**WRITTEN TASK**: Can you render the material below as a JSON list of strings, one string per line and no blank lines, starting at the line containing "Where can you see the side" and ending at the line containing "<point>262,187</point>"?

---*---

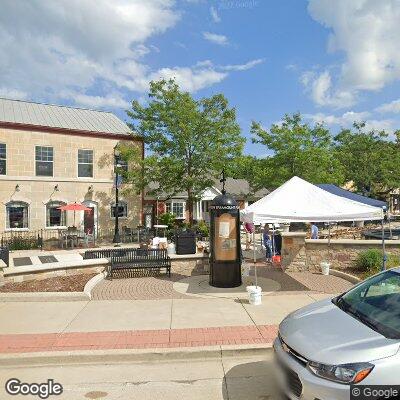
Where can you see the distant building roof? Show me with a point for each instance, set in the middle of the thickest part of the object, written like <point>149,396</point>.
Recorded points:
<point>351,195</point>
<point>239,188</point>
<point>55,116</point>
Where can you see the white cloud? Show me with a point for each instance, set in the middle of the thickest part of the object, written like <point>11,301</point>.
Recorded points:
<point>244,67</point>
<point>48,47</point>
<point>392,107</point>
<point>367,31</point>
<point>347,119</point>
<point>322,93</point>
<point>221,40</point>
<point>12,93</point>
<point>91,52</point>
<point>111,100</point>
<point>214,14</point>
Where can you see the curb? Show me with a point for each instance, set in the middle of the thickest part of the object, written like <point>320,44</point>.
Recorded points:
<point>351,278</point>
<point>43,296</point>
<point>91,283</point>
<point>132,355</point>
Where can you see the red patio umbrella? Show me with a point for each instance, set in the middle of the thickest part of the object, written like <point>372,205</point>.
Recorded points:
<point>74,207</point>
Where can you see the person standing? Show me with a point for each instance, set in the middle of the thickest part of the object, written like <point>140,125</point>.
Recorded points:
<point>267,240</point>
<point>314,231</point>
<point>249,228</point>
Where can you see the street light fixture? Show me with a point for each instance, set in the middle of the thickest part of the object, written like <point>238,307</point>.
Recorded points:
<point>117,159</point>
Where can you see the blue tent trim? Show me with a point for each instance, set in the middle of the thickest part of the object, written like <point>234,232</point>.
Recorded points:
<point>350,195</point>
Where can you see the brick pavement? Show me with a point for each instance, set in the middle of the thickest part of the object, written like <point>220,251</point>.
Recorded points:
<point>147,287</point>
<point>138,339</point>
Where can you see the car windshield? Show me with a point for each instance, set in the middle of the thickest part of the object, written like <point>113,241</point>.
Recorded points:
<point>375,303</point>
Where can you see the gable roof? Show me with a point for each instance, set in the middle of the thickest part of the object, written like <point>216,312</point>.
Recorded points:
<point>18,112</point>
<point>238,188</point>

---*---

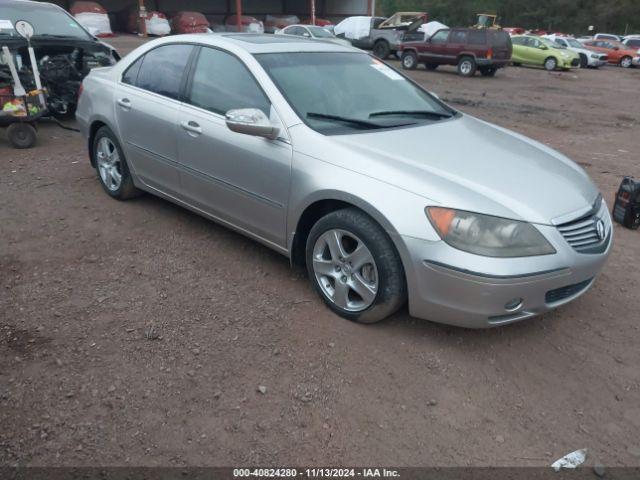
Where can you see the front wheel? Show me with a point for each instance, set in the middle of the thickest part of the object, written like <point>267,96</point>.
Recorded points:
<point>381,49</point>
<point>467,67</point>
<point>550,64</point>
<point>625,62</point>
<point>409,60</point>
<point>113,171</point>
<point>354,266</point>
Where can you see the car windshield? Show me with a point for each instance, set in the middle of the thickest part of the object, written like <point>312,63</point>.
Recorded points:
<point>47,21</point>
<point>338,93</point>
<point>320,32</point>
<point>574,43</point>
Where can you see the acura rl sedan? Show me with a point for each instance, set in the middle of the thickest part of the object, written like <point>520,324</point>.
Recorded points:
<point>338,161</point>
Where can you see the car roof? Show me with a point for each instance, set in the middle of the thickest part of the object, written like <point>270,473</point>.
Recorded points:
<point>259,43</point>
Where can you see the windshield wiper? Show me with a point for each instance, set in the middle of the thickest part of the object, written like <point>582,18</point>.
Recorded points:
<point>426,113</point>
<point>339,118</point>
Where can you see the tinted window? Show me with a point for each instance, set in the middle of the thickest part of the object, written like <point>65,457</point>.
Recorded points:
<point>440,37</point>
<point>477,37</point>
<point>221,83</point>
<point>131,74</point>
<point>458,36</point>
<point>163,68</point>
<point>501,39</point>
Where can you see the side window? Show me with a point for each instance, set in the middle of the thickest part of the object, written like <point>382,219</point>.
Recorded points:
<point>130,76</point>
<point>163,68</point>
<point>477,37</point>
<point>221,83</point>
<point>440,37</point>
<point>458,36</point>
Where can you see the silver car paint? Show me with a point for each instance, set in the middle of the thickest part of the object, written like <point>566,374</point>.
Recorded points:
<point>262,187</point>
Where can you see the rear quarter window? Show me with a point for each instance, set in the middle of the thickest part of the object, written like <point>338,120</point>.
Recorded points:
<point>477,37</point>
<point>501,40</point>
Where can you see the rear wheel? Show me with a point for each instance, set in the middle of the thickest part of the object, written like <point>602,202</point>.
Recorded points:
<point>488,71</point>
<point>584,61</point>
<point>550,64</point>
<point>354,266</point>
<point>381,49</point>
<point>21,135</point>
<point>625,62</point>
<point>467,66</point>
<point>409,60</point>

---*---

**FINAL RESULT**:
[
  "Where can you see the side window? Show me with a point for each instance, set in the middle of the thickest part of the object, written like <point>382,219</point>.",
  "Recorded points:",
  "<point>130,76</point>",
  "<point>163,68</point>",
  "<point>477,37</point>",
  "<point>221,83</point>",
  "<point>440,37</point>",
  "<point>458,36</point>",
  "Where can you see the silver car paint? Show me with a point for each instance, set in the middle of the thickest part of the object, written like <point>566,374</point>.",
  "Recorded points:",
  "<point>262,187</point>"
]